TEXTAUSZUG:

------------------------------------------------------------------------

Michael Titzmanns Arbeiten haben den Strukturalismus in der Literaturwissenschaft der Bundesrepublik Deutschland in den 1970er Jahren mitbegründet. Seine wegweisende „Strukturale Textanalyse. Theorie und Praxis der Interpretation“ aus dem Jahr 1977 ist einer der Ausgangspunkte einer modernen literaturwissenschaftlichen Hermeneutik, die auf dem Fundament wissenschaftstheoretischer Normen wie Überprüfbarkeit und Nachvollziehbarkeit den Weg für alle diejenigen Humanwissenschaften bereitet hat, die sich heute unter dem Label Kulturwissenschaften der Erforschung der Vernetzung von Texten mit Diskursen, kulturellem Wissen, sozialen und kulturellen Praktiken und Mentalitäten widmen.
1944 in Jena geboren absolvierte Michael Titzmann nach seiner Übersiedlung in die Bundesrepublik 1957 sein Abitur 1964 in Augsburg und nahm zum WS 1964/65 ein Magisterstudium der Germanistik und Romanistik an der LMU in München, insbesondere bei Hugo Kuhn (Mediävistik), Walter Müller-Seidel (Neuere Deutsche Literaturwissenschaft) und Alfred Noyer-Weidner (Romanistik) auf, das er nach Aufnahme in die Studienstiftung des Deutschen Volkes im Sommersemester 1968 im Jahr 1970 mit Auszeichnung abgeschlossen hat. Nach der Promotion 1972 mit einer Arbeit zu „Symbol“ und „Realismus“ in der Literatur des deutschen Realismus war er wissenschaftlicher Mitarbeiter und Akademischer Rat a.Z. am Institut für Deutsche Philologie der LMU. Nach der Habilitation 1982 für das Fach Neuere deutsche Literaturgeschichte und der Erweiterung der Denomination 1983 um das Fach Allgemeine Literaturwissenschaft übernahm Michael Titzmann 1985 eine Professur für Neuere Deutsche Literatur unter besonderer Berücksichtigung der Literaturtheorie an der Universität Passau, die er bis zu seiner Emeritierung im März 2009 ausgefüllt hat.
Seine Arbeitsschwerpunkte umfassten das deutsche und lateinische Drama des 16. & 17. Jahrhunderts, die erzählende Literatur und die Denksysteme der Goethezeit im 18., die Literatur des Realismus im 19. und das Drama der Frühen Moderne im frühen 20. Jahrhundert. Mit seinen Arbeiten zur Rekonstruktion epochentypischer Literatursysteme und ihrer Interpretation als Dokumente eines historisch fremden Denkens und Fühlens und seinen Analysen der Bedingungen des literatur- und denkgeschichtlichen Wandels in Kulturen prägte er zahlreiche akademische Wegbegleiter*innen und Schüler*innen.

------------------------------------------------------------------------

DATENSÄTZE:
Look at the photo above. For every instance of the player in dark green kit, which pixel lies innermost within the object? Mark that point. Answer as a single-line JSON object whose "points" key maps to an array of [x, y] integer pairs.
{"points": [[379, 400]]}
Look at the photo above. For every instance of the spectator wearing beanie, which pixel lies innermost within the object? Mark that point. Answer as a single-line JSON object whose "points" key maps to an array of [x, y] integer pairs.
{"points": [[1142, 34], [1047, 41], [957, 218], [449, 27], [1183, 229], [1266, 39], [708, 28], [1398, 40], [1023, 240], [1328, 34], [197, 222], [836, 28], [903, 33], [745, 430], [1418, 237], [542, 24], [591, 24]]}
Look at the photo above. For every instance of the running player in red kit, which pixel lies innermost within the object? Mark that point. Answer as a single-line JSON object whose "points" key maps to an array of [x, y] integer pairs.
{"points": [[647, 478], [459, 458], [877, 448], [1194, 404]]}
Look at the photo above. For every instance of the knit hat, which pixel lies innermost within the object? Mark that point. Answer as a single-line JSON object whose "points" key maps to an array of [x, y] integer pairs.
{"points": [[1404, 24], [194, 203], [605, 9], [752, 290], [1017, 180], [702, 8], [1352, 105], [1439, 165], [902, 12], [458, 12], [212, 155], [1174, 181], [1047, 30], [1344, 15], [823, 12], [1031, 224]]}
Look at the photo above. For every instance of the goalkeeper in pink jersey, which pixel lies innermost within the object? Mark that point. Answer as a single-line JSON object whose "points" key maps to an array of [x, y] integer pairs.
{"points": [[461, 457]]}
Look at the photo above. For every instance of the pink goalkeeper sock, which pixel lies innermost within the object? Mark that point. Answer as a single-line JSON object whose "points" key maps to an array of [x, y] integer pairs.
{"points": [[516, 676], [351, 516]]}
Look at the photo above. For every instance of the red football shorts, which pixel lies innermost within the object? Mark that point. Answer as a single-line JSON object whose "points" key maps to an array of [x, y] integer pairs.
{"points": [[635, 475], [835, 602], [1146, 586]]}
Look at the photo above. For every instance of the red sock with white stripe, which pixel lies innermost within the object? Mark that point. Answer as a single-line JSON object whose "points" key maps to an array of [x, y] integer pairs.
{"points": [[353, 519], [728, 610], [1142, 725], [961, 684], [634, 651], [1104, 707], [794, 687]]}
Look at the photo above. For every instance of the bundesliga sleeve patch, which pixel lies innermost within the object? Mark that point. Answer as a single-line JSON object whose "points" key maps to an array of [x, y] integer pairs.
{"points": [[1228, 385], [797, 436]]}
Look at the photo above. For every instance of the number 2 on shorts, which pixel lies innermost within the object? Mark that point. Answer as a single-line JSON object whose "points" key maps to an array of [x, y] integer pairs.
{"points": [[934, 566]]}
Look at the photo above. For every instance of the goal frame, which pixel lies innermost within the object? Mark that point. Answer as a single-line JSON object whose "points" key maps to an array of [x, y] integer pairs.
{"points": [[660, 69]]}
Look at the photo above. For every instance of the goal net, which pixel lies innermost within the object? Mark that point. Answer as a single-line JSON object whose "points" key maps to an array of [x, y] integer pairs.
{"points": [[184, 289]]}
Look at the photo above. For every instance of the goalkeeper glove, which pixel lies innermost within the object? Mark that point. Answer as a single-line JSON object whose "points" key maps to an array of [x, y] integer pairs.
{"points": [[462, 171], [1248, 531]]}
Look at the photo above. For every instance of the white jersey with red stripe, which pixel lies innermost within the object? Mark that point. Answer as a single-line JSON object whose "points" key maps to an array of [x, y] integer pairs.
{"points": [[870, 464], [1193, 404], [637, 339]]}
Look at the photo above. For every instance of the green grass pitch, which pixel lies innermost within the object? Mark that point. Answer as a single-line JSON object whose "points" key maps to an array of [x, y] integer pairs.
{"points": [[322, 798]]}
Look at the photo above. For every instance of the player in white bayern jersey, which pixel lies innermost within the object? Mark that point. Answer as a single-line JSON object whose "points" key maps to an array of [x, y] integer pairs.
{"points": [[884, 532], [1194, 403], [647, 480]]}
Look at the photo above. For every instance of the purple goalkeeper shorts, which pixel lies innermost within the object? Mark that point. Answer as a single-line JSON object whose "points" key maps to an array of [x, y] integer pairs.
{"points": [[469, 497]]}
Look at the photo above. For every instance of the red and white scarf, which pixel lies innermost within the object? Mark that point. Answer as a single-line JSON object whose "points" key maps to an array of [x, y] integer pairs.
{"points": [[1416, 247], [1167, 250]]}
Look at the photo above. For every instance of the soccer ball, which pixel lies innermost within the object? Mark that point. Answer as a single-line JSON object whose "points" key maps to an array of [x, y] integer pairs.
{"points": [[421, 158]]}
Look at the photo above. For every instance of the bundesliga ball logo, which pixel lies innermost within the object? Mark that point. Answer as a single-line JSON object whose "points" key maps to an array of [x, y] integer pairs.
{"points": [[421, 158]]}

------------------------------------------------------------------------

LISTE DER AUFGABEN:
[1] An welcher Universität übernahm Michael Titzmann laut dem Textauszug über ihn im Jahr 1985 eine Professur?
[2] Führen Sie den Textauszug über Michael Titzmann ab seinem letzten Satz fort.

ERGEBNISSE JE AUFGABE:
[1] An der Universität Passau.

[2]
Als Mitglied des wissenschaftlichen Beirats der Deutschen Gesellschaft für Semiotik (DGS) e.V. und von 1988 bis 1990 und von 1991 bis 1993 auch als Vorstand und Vorsitzender der DGS organsierte er 1990 erfolgreich den von der DFG geförderten 6. Internationalen Kongress der DGS an der Universität Passau „Zeichen(theorie) in der Praxis“. In zahlreichen Kolloquien und Projekten (u.a. das DFG-Projekt „Der Wandel der Konzeption der Person und ihrer Psyche in der deutschen Erzählliteratur von der Goethezeit zum Realismus“ 1994-1996) wurde er zum ‚spiritus rector‘ der deutschen Literatursemiotik.
Seine Studierenden, wissenschaftlichen Mitarbeitenden und Kolleg*innen und Freund*innen haben von seinem enzyklopädischen Wissen und seinem scharfen Verstand profitiert. Seine Vorlesungen und Vorträge beeindruckten durch ihre klaren und präzisen Analysen, die systematische und stringente Argumentation und die elaborierte Ausführung. Sie prägten das Denken zahlreicher Generationen Passauer Studierender und seiner akademischen Schüler*innen bis heute.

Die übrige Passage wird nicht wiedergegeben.